**ASSIGNMENT**
Only the lines of the data below from the one with "171L113 180L133 181L137" through the one with "positive clicks: (775, 112)" are wanted. Repeat them exactly.

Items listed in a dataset

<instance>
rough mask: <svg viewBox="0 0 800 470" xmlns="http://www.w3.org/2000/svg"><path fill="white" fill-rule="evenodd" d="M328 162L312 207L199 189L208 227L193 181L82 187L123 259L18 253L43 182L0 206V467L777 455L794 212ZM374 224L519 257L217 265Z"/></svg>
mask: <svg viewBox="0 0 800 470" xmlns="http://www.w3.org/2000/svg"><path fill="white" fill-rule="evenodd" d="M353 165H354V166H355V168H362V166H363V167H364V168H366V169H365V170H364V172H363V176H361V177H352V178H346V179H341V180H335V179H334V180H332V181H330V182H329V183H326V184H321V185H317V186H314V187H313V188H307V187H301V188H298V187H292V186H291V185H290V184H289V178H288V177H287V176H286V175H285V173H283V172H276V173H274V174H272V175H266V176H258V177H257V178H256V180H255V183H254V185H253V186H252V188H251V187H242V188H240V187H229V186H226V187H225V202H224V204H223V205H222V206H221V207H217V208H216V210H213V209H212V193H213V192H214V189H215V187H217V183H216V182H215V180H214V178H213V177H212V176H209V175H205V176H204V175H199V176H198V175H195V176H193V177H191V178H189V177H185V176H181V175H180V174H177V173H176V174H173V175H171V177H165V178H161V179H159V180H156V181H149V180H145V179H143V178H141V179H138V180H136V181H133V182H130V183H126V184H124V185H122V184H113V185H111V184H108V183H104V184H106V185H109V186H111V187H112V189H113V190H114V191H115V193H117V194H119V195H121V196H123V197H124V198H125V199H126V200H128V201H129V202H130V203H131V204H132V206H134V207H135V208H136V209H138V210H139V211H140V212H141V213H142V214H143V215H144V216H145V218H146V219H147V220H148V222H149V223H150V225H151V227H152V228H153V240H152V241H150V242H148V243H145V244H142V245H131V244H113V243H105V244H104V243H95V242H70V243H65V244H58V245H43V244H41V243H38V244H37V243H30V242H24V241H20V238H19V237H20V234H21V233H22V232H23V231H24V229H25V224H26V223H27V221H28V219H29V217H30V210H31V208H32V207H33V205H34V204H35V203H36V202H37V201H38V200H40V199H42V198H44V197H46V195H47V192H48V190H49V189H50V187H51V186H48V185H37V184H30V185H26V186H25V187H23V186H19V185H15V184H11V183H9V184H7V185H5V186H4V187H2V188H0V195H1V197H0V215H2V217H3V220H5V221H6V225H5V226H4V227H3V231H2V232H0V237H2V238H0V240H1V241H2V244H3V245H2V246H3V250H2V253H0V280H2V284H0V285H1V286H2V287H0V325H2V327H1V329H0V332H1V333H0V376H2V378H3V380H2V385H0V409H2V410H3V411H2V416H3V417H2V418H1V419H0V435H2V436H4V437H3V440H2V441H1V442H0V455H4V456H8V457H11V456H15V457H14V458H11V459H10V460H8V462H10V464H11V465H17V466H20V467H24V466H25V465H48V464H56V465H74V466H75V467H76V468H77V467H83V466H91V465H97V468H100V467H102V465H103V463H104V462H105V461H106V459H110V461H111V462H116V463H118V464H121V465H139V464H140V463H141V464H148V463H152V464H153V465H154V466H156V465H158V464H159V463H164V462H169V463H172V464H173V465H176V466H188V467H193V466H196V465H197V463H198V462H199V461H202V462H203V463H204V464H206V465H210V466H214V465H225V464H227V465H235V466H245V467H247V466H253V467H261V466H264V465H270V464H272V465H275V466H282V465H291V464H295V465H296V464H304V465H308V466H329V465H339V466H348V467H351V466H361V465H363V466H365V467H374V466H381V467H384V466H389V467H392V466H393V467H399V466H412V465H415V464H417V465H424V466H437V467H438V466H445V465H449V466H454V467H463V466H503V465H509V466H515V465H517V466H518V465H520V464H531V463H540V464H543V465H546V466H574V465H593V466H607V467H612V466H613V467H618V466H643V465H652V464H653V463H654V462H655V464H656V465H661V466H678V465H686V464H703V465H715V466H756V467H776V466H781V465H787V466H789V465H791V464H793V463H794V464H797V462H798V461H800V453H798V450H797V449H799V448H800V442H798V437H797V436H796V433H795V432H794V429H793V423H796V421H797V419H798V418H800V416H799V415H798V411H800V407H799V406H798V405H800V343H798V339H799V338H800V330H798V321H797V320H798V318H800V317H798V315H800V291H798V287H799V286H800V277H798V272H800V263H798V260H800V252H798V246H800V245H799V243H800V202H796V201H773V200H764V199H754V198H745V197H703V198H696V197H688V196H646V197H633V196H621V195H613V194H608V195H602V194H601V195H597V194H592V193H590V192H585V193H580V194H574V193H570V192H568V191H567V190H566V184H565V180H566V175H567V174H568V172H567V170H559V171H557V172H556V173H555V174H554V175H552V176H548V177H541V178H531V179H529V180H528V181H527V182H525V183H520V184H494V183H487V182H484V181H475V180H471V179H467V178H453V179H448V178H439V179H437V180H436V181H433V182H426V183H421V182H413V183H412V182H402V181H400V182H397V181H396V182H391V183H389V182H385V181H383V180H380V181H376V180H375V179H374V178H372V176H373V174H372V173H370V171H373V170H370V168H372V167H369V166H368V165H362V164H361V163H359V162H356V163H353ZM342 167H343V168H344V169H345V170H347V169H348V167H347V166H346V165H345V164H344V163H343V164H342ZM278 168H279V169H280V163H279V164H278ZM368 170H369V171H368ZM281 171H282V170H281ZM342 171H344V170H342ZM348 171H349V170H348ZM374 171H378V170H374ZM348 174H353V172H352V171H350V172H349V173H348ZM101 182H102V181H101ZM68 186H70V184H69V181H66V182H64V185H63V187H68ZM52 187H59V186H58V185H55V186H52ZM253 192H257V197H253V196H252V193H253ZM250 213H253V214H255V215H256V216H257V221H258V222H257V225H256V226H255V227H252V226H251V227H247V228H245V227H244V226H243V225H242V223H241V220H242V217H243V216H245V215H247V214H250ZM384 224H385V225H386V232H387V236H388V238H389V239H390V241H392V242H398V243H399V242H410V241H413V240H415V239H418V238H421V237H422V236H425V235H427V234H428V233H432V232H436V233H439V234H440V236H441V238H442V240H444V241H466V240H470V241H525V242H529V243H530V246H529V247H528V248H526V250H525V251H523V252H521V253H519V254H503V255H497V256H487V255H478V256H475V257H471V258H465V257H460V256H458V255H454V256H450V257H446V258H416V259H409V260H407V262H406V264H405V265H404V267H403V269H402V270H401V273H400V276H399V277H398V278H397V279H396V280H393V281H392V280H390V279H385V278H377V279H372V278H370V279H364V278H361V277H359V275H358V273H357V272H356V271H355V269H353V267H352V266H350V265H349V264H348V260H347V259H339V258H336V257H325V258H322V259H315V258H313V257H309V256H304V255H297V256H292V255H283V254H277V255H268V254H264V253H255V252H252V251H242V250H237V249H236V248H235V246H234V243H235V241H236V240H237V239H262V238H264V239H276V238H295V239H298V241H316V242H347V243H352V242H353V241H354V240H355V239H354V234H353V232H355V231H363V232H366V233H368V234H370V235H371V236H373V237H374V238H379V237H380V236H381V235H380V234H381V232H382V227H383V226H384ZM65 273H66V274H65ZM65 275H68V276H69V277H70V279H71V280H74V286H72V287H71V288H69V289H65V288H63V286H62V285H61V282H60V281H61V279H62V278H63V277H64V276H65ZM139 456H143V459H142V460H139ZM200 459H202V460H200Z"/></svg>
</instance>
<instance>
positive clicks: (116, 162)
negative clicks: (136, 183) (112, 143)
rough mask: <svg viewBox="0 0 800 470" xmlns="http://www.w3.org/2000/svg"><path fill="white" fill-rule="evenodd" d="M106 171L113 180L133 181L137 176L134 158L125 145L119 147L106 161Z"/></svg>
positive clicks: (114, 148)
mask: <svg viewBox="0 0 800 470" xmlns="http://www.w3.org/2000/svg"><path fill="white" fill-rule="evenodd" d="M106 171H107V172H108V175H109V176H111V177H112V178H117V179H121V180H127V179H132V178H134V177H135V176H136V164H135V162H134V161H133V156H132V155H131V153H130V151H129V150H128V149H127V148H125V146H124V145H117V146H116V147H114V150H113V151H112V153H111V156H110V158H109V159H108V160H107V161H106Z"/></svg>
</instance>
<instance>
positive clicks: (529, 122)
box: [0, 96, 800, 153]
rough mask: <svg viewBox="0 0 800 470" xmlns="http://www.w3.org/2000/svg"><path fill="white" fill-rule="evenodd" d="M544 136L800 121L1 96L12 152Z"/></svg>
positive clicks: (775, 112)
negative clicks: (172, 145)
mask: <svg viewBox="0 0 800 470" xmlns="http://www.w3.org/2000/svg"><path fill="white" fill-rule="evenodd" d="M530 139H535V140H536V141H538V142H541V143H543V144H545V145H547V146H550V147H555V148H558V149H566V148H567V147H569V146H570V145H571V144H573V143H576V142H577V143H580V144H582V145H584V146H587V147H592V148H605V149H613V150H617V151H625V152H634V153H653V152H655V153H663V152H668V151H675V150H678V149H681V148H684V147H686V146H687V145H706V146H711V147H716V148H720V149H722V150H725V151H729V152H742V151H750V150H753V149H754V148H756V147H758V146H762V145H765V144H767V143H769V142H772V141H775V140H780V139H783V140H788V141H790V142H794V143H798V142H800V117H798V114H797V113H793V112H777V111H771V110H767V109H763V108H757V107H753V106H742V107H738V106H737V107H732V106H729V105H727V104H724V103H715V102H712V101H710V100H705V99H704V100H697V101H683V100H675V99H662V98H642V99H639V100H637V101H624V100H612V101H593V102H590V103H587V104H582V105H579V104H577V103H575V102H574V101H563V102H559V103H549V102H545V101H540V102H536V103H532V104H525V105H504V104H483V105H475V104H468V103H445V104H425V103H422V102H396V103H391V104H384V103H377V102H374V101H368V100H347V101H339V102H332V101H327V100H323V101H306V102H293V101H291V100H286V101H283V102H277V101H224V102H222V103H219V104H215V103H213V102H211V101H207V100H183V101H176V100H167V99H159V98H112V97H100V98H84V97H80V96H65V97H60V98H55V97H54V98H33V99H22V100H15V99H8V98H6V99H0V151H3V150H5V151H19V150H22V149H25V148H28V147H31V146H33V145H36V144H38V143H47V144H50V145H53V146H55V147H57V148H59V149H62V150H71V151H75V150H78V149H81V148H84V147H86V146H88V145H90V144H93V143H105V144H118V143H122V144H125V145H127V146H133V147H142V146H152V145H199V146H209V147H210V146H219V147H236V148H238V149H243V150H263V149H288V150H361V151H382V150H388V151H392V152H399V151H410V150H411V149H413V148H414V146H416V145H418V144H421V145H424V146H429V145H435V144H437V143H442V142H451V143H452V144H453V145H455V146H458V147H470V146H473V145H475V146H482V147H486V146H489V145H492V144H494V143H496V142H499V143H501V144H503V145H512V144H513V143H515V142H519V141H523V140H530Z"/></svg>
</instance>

**EXERCISE SOLUTION**
rough mask: <svg viewBox="0 0 800 470" xmlns="http://www.w3.org/2000/svg"><path fill="white" fill-rule="evenodd" d="M106 171L113 180L133 181L137 176L134 158L125 145L119 147L106 161Z"/></svg>
positive clicks: (114, 148)
mask: <svg viewBox="0 0 800 470" xmlns="http://www.w3.org/2000/svg"><path fill="white" fill-rule="evenodd" d="M106 171H107V172H108V175H109V176H111V177H112V178H117V179H121V180H127V179H132V178H134V177H135V176H136V164H135V162H134V161H133V156H132V155H131V153H130V151H129V150H128V149H127V148H125V146H124V145H117V146H116V147H114V150H113V151H112V153H111V156H110V158H109V159H108V160H107V161H106Z"/></svg>
</instance>
<instance>
positive clicks: (529, 122)
box: [0, 96, 800, 153]
rough mask: <svg viewBox="0 0 800 470" xmlns="http://www.w3.org/2000/svg"><path fill="white" fill-rule="evenodd" d="M544 136L800 121L1 96L12 152Z"/></svg>
positive clicks: (775, 112)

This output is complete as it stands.